__TASK BRIEF__. The records below are to be returned exactly as written, minus their pictures.

__RECORD EXTRACTS__.
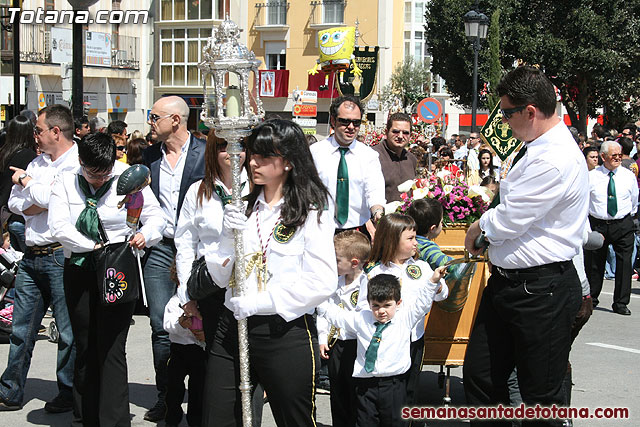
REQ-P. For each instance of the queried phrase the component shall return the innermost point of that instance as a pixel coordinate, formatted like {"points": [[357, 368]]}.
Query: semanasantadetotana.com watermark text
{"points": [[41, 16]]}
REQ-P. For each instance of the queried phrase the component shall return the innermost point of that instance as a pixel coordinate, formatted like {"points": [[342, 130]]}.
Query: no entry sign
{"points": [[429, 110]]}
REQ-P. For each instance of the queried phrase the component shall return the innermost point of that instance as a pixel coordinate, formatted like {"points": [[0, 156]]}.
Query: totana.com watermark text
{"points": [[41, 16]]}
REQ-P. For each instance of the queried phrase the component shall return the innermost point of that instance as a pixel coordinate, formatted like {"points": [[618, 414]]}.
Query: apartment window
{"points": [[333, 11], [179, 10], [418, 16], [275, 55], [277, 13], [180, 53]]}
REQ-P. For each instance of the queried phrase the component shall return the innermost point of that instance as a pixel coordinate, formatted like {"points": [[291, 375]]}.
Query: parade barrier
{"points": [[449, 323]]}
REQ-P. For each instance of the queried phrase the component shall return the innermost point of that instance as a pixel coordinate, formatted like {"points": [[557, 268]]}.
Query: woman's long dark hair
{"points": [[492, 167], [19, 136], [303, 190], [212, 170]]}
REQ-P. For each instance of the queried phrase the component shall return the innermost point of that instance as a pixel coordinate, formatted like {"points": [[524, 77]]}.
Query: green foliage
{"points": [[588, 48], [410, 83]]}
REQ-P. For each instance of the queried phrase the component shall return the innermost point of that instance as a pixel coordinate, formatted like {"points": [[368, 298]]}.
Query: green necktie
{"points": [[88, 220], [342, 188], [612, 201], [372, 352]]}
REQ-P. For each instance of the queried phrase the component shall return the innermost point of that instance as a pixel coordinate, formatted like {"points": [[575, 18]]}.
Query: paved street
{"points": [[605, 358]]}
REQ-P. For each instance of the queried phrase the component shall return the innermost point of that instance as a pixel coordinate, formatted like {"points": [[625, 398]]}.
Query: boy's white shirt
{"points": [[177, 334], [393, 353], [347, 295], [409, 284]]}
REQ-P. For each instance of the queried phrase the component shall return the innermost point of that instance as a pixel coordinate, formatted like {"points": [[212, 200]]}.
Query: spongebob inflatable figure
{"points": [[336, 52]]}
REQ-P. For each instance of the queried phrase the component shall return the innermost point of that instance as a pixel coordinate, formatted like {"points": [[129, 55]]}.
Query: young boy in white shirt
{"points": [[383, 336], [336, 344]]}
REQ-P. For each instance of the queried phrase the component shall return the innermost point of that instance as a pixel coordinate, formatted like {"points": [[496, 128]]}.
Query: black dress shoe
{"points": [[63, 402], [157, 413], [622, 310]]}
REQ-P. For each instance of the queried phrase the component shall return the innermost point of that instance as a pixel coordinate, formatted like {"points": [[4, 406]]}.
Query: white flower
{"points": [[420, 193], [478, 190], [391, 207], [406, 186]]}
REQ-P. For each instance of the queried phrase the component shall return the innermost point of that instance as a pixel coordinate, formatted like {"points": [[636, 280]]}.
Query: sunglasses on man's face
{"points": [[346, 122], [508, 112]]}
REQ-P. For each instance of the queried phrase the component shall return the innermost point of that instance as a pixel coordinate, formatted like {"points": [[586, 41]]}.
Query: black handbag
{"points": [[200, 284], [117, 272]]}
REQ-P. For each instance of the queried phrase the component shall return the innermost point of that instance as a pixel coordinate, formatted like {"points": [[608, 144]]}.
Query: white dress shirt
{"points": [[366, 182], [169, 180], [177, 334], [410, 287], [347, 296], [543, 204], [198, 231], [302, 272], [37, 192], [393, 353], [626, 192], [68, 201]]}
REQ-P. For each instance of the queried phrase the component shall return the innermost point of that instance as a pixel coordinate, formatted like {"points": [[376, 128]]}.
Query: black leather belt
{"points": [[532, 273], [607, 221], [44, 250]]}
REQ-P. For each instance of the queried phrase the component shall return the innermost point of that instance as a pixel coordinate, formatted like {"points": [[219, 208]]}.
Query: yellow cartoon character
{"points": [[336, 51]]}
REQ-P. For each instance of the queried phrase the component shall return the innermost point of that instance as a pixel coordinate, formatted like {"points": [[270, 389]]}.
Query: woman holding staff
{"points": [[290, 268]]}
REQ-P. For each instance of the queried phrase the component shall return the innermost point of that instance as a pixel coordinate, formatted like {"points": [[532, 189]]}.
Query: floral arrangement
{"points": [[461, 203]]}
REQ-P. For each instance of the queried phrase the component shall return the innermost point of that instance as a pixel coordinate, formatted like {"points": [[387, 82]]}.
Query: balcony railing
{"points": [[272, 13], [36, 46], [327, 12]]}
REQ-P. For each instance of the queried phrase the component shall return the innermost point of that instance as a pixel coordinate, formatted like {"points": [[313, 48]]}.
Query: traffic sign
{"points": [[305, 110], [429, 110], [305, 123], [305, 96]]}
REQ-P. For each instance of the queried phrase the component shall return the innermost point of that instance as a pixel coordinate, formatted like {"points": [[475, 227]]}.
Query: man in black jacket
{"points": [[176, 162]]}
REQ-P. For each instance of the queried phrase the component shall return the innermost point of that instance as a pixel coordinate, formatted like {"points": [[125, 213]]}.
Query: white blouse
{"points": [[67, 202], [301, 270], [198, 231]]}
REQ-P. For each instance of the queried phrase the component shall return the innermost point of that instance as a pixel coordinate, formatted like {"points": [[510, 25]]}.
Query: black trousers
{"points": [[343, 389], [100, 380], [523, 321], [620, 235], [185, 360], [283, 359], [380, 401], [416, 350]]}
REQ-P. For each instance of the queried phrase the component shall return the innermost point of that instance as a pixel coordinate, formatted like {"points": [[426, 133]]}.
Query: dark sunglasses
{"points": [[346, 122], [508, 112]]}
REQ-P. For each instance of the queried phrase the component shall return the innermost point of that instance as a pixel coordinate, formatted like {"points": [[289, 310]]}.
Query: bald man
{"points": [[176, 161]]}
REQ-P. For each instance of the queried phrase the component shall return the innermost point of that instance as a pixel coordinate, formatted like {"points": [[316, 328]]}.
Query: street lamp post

__ANSWER SPACE__.
REQ-P. For each instance of the queried phrase the component shall return the innermost point of that instance as a pixel coordinate, formatted like {"points": [[357, 368]]}.
Query: semanasantadetotana.com watermark text
{"points": [[41, 16]]}
REQ-P. For each instance of the queried phrase the component shall return the innermost point of that instance as a pixel coordinate, formatted like {"points": [[342, 130]]}.
Query: no entry sign
{"points": [[429, 110]]}
REQ-P. For each instance of the queried phrase the component shall return the innermost point of that instance as a pixel coordinate, formatted like {"points": [[0, 156]]}.
Query: totana.com watermark text
{"points": [[41, 16]]}
REQ-P. For each instance of the queried phrase the component shall return the innermost point of that instance as a pixel coordinate, formatted like {"points": [[618, 414]]}.
Query: apartment window
{"points": [[333, 11], [179, 10], [418, 16], [275, 55], [277, 13], [180, 53]]}
REQ-P. For each instance of the queried phrase the component shall return the innermost point of that instance as a pixel coordinate, formatted like {"points": [[291, 375]]}.
Query: parade barrier
{"points": [[449, 323]]}
REQ-P. For each instance of the queried phrase the component shall return the innermost point of that instance as a pixel coordinate, formatted like {"points": [[557, 268]]}.
Query: woman's long dark hair
{"points": [[492, 167], [19, 136], [303, 190], [212, 170]]}
REQ-P. For each instance of the queried phrase the component shall return the innermost point of that instance as a pixel coordinate, formatted like {"points": [[524, 77]]}.
Query: green foliage
{"points": [[588, 48], [410, 83]]}
REQ-P. For each instance of the queried phrase the component shall return the innermost point of that instance as a pixel coordinate, formatted like {"points": [[368, 298]]}.
Query: green necktie
{"points": [[88, 220], [342, 188], [612, 201], [372, 352]]}
REQ-P. For each instance of the queried phrase the component shall return the innermost point of that instance as a pixel coordinate, formatted like {"points": [[575, 18]]}.
Query: paved street
{"points": [[605, 358]]}
REQ-P. For each instance of the queried phrase the component shall return the innermost point of that instance as a pixel coordinate, formatted like {"points": [[625, 398]]}.
Query: boy's white shirt
{"points": [[177, 334], [393, 353], [347, 295], [409, 284]]}
REQ-P. For each instance of the queried phrase the component shall return the innermost point of that instance as a pixel coordinate, formatted like {"points": [[212, 200]]}.
Query: spongebob inflatable figure
{"points": [[336, 52]]}
REQ-P. For each instance of the queried phrase the component shall return the innermost point of that instance as a pixel coordinate, formatted like {"points": [[129, 55]]}.
Query: young boy in white shirt
{"points": [[383, 336], [336, 344]]}
REQ-P. For each instance of the queried phrase the component shall return the innermost point of that instance as a pixel coordinate, formatted like {"points": [[496, 128]]}.
Query: black dress shoe
{"points": [[63, 402], [157, 413], [622, 310]]}
REQ-P. For each instance of the queried phrase the component shall return the innermost point of that instance as a pixel coordinate, formatted like {"points": [[4, 406]]}.
Query: white flower
{"points": [[420, 193], [478, 190], [391, 207], [406, 186]]}
REQ-P. For each instance of the queried phrase the component shall return the innermost point of that instance as a pixel coordinate, formatted like {"points": [[636, 280]]}.
Query: sunglasses on man's face
{"points": [[346, 122], [508, 112]]}
REQ-P. For each instance of the queried phrase the component shall return the innermost point of that instance as a pixel coordinate, formatted like {"points": [[586, 41]]}.
Query: black handbag
{"points": [[200, 284], [117, 272]]}
REQ-P. For each instance of the queried phrase the component shall return the innermost point of that instance as a pixel coordinate, formatted like {"points": [[608, 144]]}.
Query: white dress shirt
{"points": [[366, 182], [169, 180], [177, 334], [410, 287], [347, 296], [543, 204], [198, 231], [302, 272], [37, 192], [393, 353], [626, 192], [68, 201]]}
REQ-P. For each instance of the queried phrase the component shall return the innermost point of that instance as a pixel coordinate, formatted like {"points": [[376, 128]]}.
Query: black leather belt
{"points": [[532, 273], [607, 221], [44, 250]]}
REQ-P. For each instance of the queried phrase the component shall return the innermost point of that instance as a pixel coordinate, formatted like {"points": [[219, 208]]}.
Query: yellow cartoon character
{"points": [[336, 51]]}
REQ-P. For each instance of the queried phrase the component shall return the innermost point of that instance as a pixel coordinate, formatted like {"points": [[270, 389]]}.
Query: woman holding staff
{"points": [[290, 268]]}
REQ-P. For each instance of the queried phrase the component shall return the innermost point of that instance as a pixel coordinate, formatted like {"points": [[532, 189]]}.
Query: floral arrangement
{"points": [[461, 203]]}
REQ-P. For each instance of the queried phrase the component shall return the innermost point of that instance as a pixel coordinate, formatted like {"points": [[387, 82]]}.
Query: balcony railing
{"points": [[272, 13], [36, 46], [327, 12]]}
REQ-P. For each instance of the queried phrase the component shall return the innermost point of that instance as a pixel coordinate, formatted like {"points": [[313, 48]]}.
Query: traffic sign
{"points": [[305, 110], [429, 110], [305, 123], [305, 96]]}
REQ-P. For each instance of the queried phrase the component shall return the innermost point of that instance as a pixel coordinate, formatted like {"points": [[475, 227]]}.
Query: man in black jacket
{"points": [[176, 162]]}
REQ-P. For each instance of the queried phrase the component shall return the innermost point of that instance as a pixel coordinate, formatted like {"points": [[125, 213]]}.
Query: white blouse
{"points": [[67, 202], [301, 270], [198, 231]]}
REQ-P. For each instance of the queried phrase the component shall return the innermost point of that instance as a pixel coordinate, formatted like {"points": [[510, 25]]}.
Query: black trousers
{"points": [[343, 389], [100, 380], [523, 321], [620, 235], [185, 360], [283, 359], [380, 401], [416, 350]]}
REQ-P. For each instance of the queried phrase the component shall return the innermost point of that instance as a pixel coordinate, formatted like {"points": [[426, 133]]}.
Query: dark sunglasses
{"points": [[346, 122], [508, 112]]}
REQ-P. For each instance of the queried phrase the component shall return the innermost point of that instance as a pixel coordinate, formatted like {"points": [[289, 310]]}.
Query: bald man
{"points": [[176, 161]]}
REQ-P. For each instance of the queried phrase the component shall return the innermost point of that instance as a pixel coordinate, formatted like {"points": [[316, 328]]}.
Query: street lamp post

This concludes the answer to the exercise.